Rescale the data from the line containing "of the hood" through the end of the data. Copy every line, requests included, and multiply each coordinate in the answers by 1.3, rounding to whole numbers with halves rounded up.

+++

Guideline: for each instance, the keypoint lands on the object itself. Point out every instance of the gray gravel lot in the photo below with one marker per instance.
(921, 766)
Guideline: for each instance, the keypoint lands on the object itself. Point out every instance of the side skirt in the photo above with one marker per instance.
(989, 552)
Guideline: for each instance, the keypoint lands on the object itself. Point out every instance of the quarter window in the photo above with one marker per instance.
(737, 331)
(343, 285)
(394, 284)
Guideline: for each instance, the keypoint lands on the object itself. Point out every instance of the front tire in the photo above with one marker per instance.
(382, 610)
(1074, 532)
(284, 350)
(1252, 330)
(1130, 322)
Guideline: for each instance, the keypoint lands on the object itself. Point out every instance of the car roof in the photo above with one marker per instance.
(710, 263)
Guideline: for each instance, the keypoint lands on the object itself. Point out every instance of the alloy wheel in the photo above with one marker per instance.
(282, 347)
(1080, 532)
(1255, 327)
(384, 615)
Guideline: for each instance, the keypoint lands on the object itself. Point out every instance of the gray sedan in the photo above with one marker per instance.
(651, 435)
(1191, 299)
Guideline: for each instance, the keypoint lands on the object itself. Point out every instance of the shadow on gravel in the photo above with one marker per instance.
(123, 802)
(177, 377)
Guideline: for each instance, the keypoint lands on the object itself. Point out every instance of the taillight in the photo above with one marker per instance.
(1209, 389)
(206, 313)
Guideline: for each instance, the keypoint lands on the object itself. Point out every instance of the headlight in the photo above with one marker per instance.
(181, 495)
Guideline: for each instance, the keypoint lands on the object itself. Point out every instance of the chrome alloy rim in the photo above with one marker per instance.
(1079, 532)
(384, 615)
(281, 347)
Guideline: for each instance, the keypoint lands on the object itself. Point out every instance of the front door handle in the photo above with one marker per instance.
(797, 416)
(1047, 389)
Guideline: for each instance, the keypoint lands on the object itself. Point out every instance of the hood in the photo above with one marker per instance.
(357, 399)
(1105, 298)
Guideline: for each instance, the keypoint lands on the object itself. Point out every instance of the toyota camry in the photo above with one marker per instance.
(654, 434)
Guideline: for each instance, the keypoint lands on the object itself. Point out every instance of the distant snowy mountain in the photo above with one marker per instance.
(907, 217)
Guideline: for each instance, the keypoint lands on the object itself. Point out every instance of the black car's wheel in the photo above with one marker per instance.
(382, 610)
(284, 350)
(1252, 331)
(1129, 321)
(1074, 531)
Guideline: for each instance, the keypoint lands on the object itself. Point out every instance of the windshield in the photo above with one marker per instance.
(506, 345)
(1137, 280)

+++

RESULT:
Guideline: for each instance, the keypoint lands on the object itself. Point out every instance of the hood in the photo above with one marker per instance.
(464, 519)
(1437, 387)
Guideline: for each instance, the keypoint lands on the object itself. Point out every instance of the toyota camry in the photo above with one marker per instance.
(850, 564)
Guideline: for each instance, the keypoint lands on the object itself. Point out every instance of the distant snowy mountain in the photo above with one marker per instance.
(1179, 282)
Guideline: for each instance, the keypoint lands on the object itself. Point out every instance of the black car's wheel in the photo above with one marker per instance.
(497, 793)
(369, 455)
(1628, 430)
(1468, 417)
(1396, 690)
Guideline: for each instance, the keypoint lands on the object itself. Point out every instance of the windshield in the photo above with one marker per instance.
(658, 449)
(1478, 364)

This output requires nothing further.